**What to work on:** Continue the forum thread about the dying anubias plant, starting after its last post.

# Anubis issues



## Unicorn fish (Feb 19, 2016)

Anubis are said to be very hardy, however AGAIN I've managed to start killing it. My tank is 2.5g, and I give it flourish comprehensive every other day. The only problem I can see, is the light which is only an LED light that came attached on the hood. I have the light on for about 7 hours a day.    these are the roots


----------



## dengveevi (Aug 30, 2015)

Try cutting the bottoms of the roots. They grow faster if you rubber band them to a rock or driftwood or something that sits at the bottom of your tank. Don't bury it. It'll eventually root down into the gravel. If the leaves turn fully black, trim it off so it won't take nutrients away from the remaining leaves.


----------



## Unicorn fish (Feb 19, 2016)

Ok thanks! Should I only trim a few?


----------



## dengveevi (Aug 30, 2015)

I would trim off every tip of each root a little and leave the leaves to see if they get better. Some new plants tend to die and regrow so unless the whole stem turns black too, you'll be fine. If you have money, floramax is a good inexpensive gravel to use which is beneficial to plants. Anubis are hardy but it doesn't hurt to give it a little boost.


----------



## Unicorn fish (Feb 19, 2016)

All right, I think I will purchase it. Thanks again


----------



## dengveevi (Aug 30, 2015)

Make sure you rinse it out a couple of times. Especially the tricolor one.


----------



## lokabrenna (Mar 30, 2016)

Looks like potassium deficiency, which it should be getting from the Comprehensive. (I think. I don't have personal experience with Comprehensive.)

Do you have activated carbon in your filter? That may mess up ferts. 

Is the anubias the only plant or are there others? It's slow growing so it can be out-competed for nutrients by faster growing plants. 

Are you seeing new growth, or just the wilting of old growth? New tank melt is okay so long as the plant is replacing shed leaves with something new. 

Also: I know you meant to type "anubias", but I was still somewhat disappointed that this thread wasn't about your issues with ancient jackal-headed gods. 


Sent from my iPhone using Tapatalk


----------



## Unicorn fish (Feb 19, 2016)

LOL ok my ANUBIAS is the only plant in an empty tank, I am pretty sure my filter is just sponge, and when I bought the plant, there was a little leaf growing, but it sadly died. I am not too surprised on this outcome because, I have a really bad track record with aquatic AND non-aquatic plants. Oh, and no new growth, just death.


----------



## Crash (Jul 19, 2015)

Has the plant been buried for any amount of time? That's the only thing I could think is wrong, the rhizome must always be above the substrate. I don't think it would be lighting, I've had anubias grow with no tank lighting at all before, just light from the room  Trimming the roots a bit may be a good idea to promote growth, not all the way just a bit, and pull off any damaged leaves.

**Dataset records:**
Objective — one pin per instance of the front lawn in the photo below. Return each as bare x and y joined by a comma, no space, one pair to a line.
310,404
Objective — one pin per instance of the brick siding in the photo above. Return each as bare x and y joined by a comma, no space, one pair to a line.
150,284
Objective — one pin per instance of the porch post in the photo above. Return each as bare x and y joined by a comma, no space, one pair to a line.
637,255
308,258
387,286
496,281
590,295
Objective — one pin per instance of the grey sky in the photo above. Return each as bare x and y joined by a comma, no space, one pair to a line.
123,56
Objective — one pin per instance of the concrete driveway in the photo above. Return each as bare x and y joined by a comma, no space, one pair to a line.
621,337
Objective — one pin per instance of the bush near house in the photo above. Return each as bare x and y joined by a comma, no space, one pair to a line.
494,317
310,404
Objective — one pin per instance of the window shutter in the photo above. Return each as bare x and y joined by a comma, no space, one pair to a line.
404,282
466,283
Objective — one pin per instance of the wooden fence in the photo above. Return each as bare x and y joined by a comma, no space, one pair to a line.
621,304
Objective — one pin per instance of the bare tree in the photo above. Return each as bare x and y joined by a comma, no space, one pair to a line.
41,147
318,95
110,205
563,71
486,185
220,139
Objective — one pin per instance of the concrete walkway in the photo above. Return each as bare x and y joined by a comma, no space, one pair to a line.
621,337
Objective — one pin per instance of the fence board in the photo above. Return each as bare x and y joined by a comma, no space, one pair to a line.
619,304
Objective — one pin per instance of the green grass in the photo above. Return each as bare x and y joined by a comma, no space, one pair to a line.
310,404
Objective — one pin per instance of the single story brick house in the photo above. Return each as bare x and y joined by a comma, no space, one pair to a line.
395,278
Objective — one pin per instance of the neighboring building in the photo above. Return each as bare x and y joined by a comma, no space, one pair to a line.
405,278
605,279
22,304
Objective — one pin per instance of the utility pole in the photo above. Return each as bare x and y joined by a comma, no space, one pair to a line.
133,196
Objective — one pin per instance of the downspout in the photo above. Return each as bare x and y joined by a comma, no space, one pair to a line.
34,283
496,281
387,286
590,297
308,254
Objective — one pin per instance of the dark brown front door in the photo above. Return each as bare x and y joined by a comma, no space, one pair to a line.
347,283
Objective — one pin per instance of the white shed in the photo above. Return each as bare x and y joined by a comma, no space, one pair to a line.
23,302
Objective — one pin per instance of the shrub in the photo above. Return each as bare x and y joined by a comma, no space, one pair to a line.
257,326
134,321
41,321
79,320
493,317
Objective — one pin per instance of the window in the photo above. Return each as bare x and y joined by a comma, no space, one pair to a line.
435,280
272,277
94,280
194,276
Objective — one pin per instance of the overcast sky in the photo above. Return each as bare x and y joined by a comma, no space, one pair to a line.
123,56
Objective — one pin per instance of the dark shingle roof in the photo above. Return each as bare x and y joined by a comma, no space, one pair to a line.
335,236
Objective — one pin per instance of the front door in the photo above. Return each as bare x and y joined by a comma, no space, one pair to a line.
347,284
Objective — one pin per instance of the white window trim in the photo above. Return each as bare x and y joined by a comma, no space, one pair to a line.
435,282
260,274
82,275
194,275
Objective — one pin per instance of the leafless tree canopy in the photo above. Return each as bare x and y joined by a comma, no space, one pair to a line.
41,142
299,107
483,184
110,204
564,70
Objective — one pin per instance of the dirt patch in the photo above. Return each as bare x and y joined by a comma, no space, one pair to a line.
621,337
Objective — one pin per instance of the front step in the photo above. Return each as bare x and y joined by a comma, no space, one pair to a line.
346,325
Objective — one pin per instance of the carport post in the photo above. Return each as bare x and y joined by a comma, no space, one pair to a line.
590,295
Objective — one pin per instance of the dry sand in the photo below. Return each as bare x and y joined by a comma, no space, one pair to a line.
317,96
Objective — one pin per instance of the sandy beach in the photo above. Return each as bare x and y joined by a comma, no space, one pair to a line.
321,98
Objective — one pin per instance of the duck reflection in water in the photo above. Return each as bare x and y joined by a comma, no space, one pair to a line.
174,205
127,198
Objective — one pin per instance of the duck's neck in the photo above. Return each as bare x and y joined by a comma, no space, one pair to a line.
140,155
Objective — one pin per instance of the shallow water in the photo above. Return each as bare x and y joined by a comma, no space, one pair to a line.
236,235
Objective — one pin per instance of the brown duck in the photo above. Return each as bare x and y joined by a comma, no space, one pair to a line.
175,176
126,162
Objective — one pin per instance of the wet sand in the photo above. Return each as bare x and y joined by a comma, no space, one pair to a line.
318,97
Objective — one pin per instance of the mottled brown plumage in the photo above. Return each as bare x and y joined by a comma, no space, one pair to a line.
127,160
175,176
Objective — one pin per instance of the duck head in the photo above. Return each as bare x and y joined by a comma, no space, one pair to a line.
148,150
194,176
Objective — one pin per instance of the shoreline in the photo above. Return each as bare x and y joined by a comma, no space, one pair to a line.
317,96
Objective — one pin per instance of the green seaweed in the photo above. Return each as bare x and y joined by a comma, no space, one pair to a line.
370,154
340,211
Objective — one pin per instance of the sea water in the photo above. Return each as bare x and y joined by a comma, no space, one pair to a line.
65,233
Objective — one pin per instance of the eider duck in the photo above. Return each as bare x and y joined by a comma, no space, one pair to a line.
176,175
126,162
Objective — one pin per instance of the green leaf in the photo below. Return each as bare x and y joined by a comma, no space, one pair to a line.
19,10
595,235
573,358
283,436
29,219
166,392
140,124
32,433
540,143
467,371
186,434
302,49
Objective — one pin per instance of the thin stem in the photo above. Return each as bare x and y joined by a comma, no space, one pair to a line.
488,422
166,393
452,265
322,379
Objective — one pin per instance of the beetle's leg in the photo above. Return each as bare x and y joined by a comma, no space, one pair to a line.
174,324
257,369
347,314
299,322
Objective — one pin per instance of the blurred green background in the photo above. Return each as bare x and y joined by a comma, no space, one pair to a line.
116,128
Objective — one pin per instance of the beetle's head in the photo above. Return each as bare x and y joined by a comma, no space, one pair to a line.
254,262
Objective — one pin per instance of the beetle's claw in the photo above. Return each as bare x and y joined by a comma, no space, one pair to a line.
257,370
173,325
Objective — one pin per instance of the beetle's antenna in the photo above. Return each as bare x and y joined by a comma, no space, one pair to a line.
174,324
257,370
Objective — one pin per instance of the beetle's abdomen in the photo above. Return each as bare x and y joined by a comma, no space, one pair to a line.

**Exercise output:**
----------



## Davo (Feb 21, 2016)

My anubias was growing with no lights whatsoever, its a different strain than yours (Hastafolia) but I doubt its the lighting.

Flourish is only supposed to be dosed 1-2 days a week, and thats for a moderately planted tank, which I don't think yours is. You might be using too much flourish.

Its a slow growing plant so changes are slow too.


----------



## Unicorn fish (Feb 19, 2016)

The rhizome has never been buried and I will make sure I cut back on my flourish. Thanks for all of the suggestions!


----------



## Unicorn fish (Feb 19, 2016)

I attached it to a fake rock, trimmed the green roots, and I cut the dead/brown ones. Is this a good setup for it to thrive?


----------



## Crash (Jul 19, 2015)

Unicorn fish said:


> I attached it to a fake rock, trimmed the green roots, and I cut the dead/brown ones. Is this a good setup for it to thrive?


That looks like it should do fine! Hopefully it's just having a melt from being moved into your tank from where ever you bought it


----------



## dengveevi (Aug 30, 2015)

Yeah, don't worry too much about it. I've seen some of my plants die and spring back to life. As long as the whole root is not dead, it still has a fighting chance. A lot of plants tend to die and spring out new leaves as it moves into a new environment.


----------



## Unicorn fish (Feb 19, 2016)

Yay!! Thanks guys!!


----------



## Bettajungle (Feb 3, 2016)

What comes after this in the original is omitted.